#### SOURCE
######
On Friday, January 27, 2017, President Trump signed an executive order titled, “Protecting the Nation from Foreign Terrorist Entry into the United States.”  The Executive Order was effective immediately and the Department of Homeland Security began detaining arriving individuals and removing travelers who are affected by the order.

The Executive Order implements a 90 day “suspension” from entry to the US for nonimmigrants (B-1’s, H-1B’s, L-1’s, E-1’s, TN’s, O-1’s, J-1’s, F-1 OPT’s) “from” certain countries.  These countries currently consist of Iran, Iraq, Libya, Somalia, Sudan, Syria and Yemen.  The Secretary of Homeland Security has indicated that the admission of U.S. lawful permanent residents is in the national interest and those individuals may be admitted on a case-by-case basis.

The Department of Homeland Security has stated that U.S. citizens who have dual nationality with Iran, Iraq, Libya, Somalia, Sudan, Syria or Yemen are not subject to the travel ban.  Persons who hold dual citizenship with one of the seven countries banned from entry to the US and with a non-banned country (e.g., Germany/Syria, France/Iraq) are not subject to the travel ban as long as they present their passport from the non-banned country upon arrival to the U.S.  If those persons have visited a banned country, they should expect additional questioning from US Customs and Border Protection (CBP) as part of the normal inspection process at US ports-of-entry and pre-flight inspection at international airports.

There is a narrow grant of discretion given to the Secretary of State and Homeland Security who may, “on a case-by-case basis, and when in the national interest,” issue visas and/or other immigration benefits to nationals of countries for which visas and benefits have been blocked.
######
#### STORED DATA

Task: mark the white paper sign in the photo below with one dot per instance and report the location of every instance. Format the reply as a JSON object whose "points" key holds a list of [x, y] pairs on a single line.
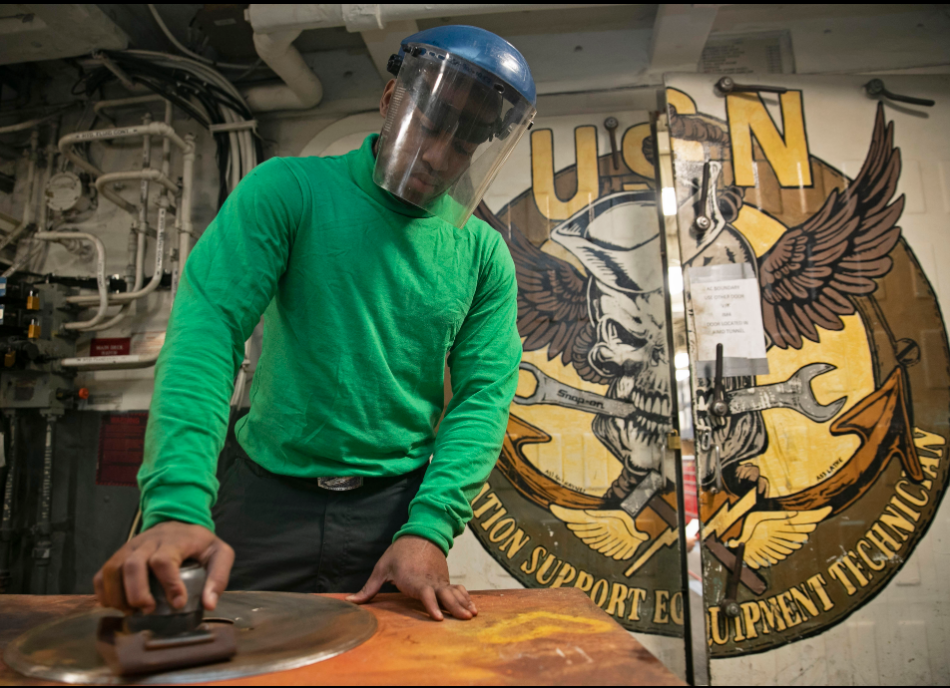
{"points": [[728, 312]]}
######
#### SET PROBLEM 1
List the countries from which the passage on the January 2017 executive order says nonimmigrants are suspended from entry to the US.
#### SET PROBLEM 2
In the passage on the January 2017 executive order, transcribe word for word the part from "The Department of Homeland Security has" to "at international airports.".
#### SET PROBLEM 3
Pick up the passage on the January 2017 executive order after its final sentence and continue it.

#### RIGHT ANSWER 1
Iran, Iraq, Libya, Somalia, Sudan, Syria, Yemen

#### RIGHT ANSWER 2
The Department of Homeland Security has stated that U.S. citizens who have dual nationality with Iran, Iraq, Libya, Somalia, Sudan, Syria or Yemen are not subject to the travel ban.  Persons who hold dual citizenship with one of the seven countries banned from entry to the US and with a non-banned country (e.g., Germany/Syria, France/Iraq) are not subject to the travel ban as long as they present their passport from the non-banned country upon arrival to the U.S.  If those persons have visited a banned country, they should expect additional questioning from US Customs and Border Protection (CBP) as part of the normal inspection process at US ports-of-entry and pre-flight inspection at international airports.

#### RIGHT ANSWER 3
After 90 days, travel will not be automatically reinstated.  Instead, per other requirements in the Executive Order, the Department of Homeland Security is required to report whether countries have provided information "needed … for the adjudication of any … benefit under the INA … to determine that the individual seeking the benefit is who the individual claims to be and is not a security or public-safety threat."  If not, the country has 60 days to comply, or the travel ban becomes indefinite.

We will provide more information as it becomes available.  In the meantime, please contact one of our immigration attorneys if you have questions about this alert.

Update:  Despite the language in the Executive Order, the US State Department has confirmed that US consulates may continue to exempt certain visa applicants from in-person interviews. The factors for consideration are (1) being from a non-banned country, (2) applying to renew a visa in the same classification that is either still valid or has expired within the last 12 months; or (b) being under 14 or over 79 years of age.  As usual, the visa applicant will need to review the website of the relevant consulate for specific information.